EXERCISE DESCRIPTION:
Lines holding the string "music": copy each one from the listing below.

RECORDS FOR THE TASK:
▼
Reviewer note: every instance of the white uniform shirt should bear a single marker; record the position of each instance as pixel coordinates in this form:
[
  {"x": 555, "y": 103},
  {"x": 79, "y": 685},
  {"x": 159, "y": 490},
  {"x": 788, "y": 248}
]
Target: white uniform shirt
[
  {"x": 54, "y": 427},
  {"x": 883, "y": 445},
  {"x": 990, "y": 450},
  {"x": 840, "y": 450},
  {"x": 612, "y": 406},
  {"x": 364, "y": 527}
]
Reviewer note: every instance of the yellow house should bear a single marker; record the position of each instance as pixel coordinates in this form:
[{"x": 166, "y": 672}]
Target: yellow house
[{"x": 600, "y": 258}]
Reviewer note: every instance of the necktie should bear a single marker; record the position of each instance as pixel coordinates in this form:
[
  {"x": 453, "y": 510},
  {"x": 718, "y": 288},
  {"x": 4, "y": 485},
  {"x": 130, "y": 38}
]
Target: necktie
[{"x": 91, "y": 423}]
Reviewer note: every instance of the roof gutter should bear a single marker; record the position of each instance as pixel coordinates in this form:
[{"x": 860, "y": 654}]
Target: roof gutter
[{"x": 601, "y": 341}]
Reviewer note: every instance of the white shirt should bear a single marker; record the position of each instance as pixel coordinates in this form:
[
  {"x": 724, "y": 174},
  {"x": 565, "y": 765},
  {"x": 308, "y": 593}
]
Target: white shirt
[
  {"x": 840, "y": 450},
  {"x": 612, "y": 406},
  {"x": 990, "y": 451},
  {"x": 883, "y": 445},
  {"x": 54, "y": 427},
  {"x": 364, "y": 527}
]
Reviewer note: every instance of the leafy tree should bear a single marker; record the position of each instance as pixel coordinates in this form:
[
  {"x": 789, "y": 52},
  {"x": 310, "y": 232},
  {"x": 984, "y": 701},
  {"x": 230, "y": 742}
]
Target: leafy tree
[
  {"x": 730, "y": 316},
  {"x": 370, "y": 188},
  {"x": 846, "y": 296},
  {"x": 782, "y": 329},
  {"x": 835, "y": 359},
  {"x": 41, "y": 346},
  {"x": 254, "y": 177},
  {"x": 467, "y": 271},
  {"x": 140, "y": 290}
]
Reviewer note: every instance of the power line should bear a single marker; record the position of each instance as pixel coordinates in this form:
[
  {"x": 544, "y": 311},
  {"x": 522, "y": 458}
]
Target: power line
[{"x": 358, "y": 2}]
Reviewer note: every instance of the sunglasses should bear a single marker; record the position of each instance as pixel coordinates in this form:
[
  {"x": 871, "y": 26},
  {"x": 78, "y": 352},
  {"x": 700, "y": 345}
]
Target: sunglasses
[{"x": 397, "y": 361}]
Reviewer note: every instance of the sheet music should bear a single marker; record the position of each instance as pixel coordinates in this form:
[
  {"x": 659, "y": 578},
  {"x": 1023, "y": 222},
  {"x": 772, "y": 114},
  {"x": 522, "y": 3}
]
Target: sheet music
▲
EXERCISE ANSWER:
Reviewer note: every instance of the sheet music should bear a single marker; record the position of each instance as pixel coordinates in this form:
Target: sheet music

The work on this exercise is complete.